(AUFGABENZIEL)
Setzen Sie das Interview mit Edda Schröder über den Anteilsverkauf von Invest in Visions im Anschluss an seinen letzten Satz fort.

(LESETEXT)
◆ ◆ ◆ ◆ ◆
Sie gilt in Deutschland als Pionierin auf dem Gebiet der Mikrofinanzfonds. 2006 gründete Edda Schröder die Frankfurter Fondsboutique Invest in Visions, fünf Jahre später legte sie den IIV Mikrofinanzfonds auf. Er war der erste seiner Art, der auch Privatanlegern offensteht. Im August vergangenen Jahres verkaufte sie dann knapp 75 Prozent der Firmenanteile an einen Finanzinvestor. Im Interview mit FONDS professionell ONLINE erläutert Edda Schröder die Gründe und ihre weiteren Pläne.


Frau Schröder, im August 2022 haben Sie knapp 75 Prozent der Unternehmensanteile von Invest in Visions an die FS Invest Holding verkauft. Ist das für Sie als Gründerin der Fondsboutique nicht ein schmerzlicher Schritt?

Edda Schröder: Das könnte man denken, schließlich ist Invest in Visions sozusagen mein Baby, ich habe es großgezogen. Aber inzwischen ist das Kind erwachsen, wir sind in einer anderen Phase. Ich glaube, in einer solchen Phase muss man umdenken und sich fragen, was für die Firma künftig das Beste ist. Ich denke, ich bin eine gute Gründerin, eine gute Unternehmerin, eine meiner Stärken ist, etwas aufzubauen. Aber für die weitere Entwicklung benötigen wir zusätzlich andere "Köpfe". Daher ist der Verkauf der Anteile nur logisch.

Was waren denn im Einzelnen die Gründe für die Veräußerung?

Schröder: Ich habe schon vor gut zwei Jahren zu überlegen begonnen, wie wir Invest in Visions weiterbringen können. Denn ich möchte auf keinen Fall, dass die Fondsboutique eines Tages aufgelöst, komplett aufgekauft oder etwa in eine Bank integriert wird. Vielmehr wünsche ich mir, dass sie mit den Zielen und Werten, denen wir uns verschrieben haben, weiterleben kann. Natürlich denke ich immer wieder einmal darüber nach, irgendwann weniger zu arbeiten oder mich aus dem operativen Geschäft etwas zurückzuziehen. Dann sollte auf jeden Fall eine vernünftige Nachfolgeregelung da sein, die dem Unternehmen auch weiteres Wachstum ermöglicht. Das kann funktionieren, wenn man einen starken Finanzinvestor hat. Deswegen bin ich auf die Suche gegangen und habe geschaut, wer denn in Frage kommen würde.
◆ ◆ ◆ ◆ ◆
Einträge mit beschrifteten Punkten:
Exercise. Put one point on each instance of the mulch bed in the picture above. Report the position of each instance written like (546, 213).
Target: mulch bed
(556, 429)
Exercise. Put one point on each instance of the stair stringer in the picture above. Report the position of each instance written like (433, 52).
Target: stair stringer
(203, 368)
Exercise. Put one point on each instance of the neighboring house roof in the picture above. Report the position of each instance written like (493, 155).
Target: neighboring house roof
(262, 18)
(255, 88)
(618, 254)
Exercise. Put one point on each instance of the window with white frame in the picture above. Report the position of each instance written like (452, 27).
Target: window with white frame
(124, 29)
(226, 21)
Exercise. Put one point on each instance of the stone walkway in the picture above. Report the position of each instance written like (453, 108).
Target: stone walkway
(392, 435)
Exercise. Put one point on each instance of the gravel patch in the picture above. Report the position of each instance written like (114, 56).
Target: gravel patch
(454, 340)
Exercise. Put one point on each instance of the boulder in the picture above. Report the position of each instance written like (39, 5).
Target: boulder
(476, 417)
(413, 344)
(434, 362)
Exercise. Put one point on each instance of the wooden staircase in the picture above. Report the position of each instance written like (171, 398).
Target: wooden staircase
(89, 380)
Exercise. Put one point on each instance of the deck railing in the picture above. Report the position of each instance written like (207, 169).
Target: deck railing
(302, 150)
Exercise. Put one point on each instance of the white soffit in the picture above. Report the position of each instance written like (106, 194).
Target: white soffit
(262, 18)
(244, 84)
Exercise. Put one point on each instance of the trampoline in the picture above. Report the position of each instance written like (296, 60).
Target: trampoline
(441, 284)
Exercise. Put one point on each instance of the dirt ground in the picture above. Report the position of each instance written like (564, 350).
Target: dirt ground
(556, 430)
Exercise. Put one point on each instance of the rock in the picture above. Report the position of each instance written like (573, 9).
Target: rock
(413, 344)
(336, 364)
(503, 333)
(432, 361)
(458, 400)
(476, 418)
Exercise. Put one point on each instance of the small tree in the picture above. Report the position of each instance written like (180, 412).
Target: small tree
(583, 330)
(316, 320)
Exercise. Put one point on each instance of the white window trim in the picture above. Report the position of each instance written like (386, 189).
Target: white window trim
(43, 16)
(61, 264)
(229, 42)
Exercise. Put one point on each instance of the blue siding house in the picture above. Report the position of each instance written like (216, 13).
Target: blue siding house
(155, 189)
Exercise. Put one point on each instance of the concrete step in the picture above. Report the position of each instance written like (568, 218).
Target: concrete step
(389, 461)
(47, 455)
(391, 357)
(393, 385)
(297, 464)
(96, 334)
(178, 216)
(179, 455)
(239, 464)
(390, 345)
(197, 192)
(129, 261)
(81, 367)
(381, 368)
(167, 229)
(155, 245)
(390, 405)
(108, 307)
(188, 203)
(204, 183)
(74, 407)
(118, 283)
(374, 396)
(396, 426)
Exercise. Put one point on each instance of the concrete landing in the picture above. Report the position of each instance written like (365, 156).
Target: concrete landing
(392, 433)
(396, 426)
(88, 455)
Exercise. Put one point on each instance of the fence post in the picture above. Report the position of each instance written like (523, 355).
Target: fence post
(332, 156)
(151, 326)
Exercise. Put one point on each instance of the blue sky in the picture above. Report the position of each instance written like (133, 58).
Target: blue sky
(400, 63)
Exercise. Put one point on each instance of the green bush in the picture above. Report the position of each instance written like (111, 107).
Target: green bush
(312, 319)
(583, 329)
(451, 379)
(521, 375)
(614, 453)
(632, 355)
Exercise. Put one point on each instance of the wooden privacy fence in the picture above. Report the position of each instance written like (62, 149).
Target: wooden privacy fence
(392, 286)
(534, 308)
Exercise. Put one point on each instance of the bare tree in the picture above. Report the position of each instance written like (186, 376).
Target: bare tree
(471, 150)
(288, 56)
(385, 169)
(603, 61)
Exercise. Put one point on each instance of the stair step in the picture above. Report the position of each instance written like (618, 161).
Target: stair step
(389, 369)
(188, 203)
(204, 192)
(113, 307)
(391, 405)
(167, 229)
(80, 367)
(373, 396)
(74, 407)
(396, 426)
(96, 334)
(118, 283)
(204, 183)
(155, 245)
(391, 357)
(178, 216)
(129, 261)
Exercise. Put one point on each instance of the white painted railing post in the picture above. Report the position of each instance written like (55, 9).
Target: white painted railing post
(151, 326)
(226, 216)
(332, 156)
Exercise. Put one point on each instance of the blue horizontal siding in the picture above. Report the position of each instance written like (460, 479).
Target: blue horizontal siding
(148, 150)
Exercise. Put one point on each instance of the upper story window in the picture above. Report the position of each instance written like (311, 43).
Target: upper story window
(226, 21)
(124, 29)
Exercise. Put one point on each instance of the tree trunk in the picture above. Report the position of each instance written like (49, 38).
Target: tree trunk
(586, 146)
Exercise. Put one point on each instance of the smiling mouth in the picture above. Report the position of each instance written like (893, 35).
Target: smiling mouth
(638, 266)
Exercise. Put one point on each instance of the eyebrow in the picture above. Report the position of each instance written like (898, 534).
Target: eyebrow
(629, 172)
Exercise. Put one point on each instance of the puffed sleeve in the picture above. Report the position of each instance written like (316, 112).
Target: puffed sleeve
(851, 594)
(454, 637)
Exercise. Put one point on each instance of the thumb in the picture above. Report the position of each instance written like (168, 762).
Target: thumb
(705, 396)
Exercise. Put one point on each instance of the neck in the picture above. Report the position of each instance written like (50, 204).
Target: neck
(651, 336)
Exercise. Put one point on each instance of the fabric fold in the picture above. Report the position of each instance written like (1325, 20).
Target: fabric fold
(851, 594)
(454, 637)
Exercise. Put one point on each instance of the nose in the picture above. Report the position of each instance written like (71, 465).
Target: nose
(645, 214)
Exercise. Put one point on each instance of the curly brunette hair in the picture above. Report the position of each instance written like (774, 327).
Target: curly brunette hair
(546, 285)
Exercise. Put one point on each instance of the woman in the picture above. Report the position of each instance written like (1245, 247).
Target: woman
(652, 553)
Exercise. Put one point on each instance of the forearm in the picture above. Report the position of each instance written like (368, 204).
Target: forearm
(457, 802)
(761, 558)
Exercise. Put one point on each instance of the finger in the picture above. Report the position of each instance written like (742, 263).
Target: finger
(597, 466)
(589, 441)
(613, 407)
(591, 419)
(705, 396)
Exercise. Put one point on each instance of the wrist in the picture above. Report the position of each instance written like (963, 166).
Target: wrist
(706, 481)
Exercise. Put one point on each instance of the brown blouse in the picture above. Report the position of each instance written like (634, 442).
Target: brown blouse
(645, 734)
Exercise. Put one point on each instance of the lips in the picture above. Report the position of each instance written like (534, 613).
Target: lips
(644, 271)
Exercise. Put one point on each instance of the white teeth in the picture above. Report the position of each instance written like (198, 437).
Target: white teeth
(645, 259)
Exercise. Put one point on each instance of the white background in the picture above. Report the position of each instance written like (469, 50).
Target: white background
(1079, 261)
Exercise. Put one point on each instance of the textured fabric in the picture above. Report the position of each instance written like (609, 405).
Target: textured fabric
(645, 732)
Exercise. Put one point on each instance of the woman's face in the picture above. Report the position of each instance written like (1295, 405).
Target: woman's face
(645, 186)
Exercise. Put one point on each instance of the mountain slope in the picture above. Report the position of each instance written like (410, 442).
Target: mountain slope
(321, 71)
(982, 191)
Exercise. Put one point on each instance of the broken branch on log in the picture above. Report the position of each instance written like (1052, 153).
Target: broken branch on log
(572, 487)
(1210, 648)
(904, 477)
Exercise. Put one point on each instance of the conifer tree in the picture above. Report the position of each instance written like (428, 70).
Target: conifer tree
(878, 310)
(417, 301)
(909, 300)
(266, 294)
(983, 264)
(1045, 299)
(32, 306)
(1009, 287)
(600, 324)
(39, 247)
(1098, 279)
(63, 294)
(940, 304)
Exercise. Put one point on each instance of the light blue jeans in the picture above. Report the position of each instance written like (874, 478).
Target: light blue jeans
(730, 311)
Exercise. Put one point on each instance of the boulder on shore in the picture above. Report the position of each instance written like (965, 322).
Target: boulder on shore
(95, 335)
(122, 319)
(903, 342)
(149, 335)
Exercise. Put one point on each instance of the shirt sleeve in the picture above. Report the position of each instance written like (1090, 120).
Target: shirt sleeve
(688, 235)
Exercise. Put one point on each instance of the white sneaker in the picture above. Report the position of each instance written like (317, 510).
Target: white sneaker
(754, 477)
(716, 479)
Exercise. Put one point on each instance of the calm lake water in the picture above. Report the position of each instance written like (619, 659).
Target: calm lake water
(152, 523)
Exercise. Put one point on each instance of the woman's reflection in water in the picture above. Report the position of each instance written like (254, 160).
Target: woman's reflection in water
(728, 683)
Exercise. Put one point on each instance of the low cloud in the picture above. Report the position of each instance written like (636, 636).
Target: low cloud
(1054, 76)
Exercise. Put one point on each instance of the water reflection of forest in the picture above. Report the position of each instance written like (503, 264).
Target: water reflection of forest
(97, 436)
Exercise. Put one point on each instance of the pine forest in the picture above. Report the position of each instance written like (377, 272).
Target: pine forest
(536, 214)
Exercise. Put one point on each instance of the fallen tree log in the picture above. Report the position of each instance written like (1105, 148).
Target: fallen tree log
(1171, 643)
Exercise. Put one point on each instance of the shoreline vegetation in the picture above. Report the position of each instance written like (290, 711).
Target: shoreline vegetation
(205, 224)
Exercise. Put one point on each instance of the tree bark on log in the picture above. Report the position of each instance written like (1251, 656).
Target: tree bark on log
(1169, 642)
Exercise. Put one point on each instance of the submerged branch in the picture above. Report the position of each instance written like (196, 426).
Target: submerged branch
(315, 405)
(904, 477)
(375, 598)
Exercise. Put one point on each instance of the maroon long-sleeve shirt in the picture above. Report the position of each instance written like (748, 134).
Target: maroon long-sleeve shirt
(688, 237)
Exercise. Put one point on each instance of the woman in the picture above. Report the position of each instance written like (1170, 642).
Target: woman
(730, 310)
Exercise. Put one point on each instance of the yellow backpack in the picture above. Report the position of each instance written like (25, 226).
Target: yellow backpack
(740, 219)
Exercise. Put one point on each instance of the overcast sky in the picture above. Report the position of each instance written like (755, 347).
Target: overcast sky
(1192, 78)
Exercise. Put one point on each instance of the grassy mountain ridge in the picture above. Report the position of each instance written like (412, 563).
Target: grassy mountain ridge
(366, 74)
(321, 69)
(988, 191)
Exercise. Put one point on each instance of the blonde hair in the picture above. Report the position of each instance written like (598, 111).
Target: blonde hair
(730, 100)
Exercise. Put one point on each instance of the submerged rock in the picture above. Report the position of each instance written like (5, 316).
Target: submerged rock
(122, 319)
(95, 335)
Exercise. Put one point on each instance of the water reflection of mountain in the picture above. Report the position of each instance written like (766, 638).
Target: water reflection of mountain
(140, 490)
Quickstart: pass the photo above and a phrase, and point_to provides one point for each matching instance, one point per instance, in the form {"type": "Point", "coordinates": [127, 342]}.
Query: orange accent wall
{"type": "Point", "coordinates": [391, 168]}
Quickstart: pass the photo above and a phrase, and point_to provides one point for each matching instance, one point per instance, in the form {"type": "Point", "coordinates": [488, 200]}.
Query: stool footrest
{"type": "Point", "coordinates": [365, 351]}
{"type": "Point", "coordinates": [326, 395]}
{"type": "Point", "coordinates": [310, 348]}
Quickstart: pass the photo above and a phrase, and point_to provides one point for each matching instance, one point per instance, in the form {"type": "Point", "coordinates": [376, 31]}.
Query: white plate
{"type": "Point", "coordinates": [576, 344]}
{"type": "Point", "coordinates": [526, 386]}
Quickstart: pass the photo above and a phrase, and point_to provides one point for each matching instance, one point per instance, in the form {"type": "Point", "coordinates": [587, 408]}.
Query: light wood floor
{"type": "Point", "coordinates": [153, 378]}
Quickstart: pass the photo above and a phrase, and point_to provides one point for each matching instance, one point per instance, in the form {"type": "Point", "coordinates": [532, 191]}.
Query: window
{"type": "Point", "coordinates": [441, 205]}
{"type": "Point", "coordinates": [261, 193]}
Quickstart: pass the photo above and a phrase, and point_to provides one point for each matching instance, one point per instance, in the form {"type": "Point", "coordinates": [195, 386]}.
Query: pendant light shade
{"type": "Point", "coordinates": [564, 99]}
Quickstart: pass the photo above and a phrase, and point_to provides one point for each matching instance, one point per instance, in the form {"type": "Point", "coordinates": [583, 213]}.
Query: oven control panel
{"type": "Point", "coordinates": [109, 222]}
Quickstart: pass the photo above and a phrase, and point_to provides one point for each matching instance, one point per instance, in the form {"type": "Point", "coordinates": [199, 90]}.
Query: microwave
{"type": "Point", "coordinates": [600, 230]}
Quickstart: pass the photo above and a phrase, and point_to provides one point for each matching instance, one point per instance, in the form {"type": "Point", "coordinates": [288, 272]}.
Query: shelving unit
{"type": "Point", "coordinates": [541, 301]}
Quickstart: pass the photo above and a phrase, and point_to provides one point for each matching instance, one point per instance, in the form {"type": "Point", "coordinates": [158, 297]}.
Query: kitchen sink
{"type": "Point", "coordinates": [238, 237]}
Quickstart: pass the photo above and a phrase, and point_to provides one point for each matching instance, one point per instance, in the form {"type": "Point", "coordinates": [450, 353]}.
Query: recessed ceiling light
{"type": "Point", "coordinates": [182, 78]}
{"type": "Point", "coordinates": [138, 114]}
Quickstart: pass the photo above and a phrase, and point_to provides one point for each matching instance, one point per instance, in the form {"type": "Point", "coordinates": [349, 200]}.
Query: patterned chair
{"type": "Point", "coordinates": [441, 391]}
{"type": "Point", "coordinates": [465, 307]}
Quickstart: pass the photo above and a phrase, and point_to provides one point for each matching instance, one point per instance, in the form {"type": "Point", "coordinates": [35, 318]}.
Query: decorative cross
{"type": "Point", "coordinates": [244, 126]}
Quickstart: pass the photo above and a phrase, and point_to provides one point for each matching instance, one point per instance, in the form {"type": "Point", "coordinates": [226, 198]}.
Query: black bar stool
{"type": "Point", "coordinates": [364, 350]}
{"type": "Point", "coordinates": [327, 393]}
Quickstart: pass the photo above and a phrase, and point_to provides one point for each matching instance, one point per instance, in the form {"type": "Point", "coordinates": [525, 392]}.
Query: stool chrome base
◆ ◆ ◆ ◆ ◆
(AUFGABENERGEBNIS)
Frisches Geld kommt über den Verkauf aber nicht ins Unternehmen, oder?

Schröder: Nein, es findet aber ein klarer Wechsel in der Eigentümerstruktur statt. Ich habe nie 100 Prozent der Firmenanteile gehalten. Es war schon immer ein Family Office mit 25,1 Prozent beteiligt. Nun habe ich meine Anteile von 74,9 auf 25,1 Prozent reduziert. Das Family Office hat all seine Anteile zurückgegeben, der neue Finanzinvestor hat somit 74,9 Prozent übernommen.

Welche Kriterien musste ein potenzieller Anteilseigner denn erfüllen, um für Sie überhaupt in Frage zu kommen? 

Schröder: Unser grundsätzliches Kriterium war, dass es sich um einen langfristig orientierten Investor handeln musste. Ein Private-Equity-Haus, das etwa nach fünf Jahren wieder aussteigt, schied damit von vornherein aus. Zudem sollte der Investor bereit sein, die Nachfolgeregelung gemeinsam mit mir zu gestalten. Mit diesem Thema bin ich auch ganz transparent umgegangen. Ich habe klar gesagt, dass ich auf jeden Fall noch einige Jahre im Unternehmen bleiben möchte, um es weiterzuführen. Und nicht zuletzt war eine ganz entscheidende Voraussetzung, dass der Gedanke und die Ziele von Invest in Visions auf jeden Fall beibehalten werden.

Schließlich ist Ihre Wahl auf die FS Invest Holding gefallen, die zur Unternehmensgruppe von Helios-Gründer und Milliardär Lutz Helmig gehört. Helmig ist bereits über eine ganze Reihe von Beteiligungen in der Finanzbranche vertreten. Hatten Sie bereits Kontakt zu ihm?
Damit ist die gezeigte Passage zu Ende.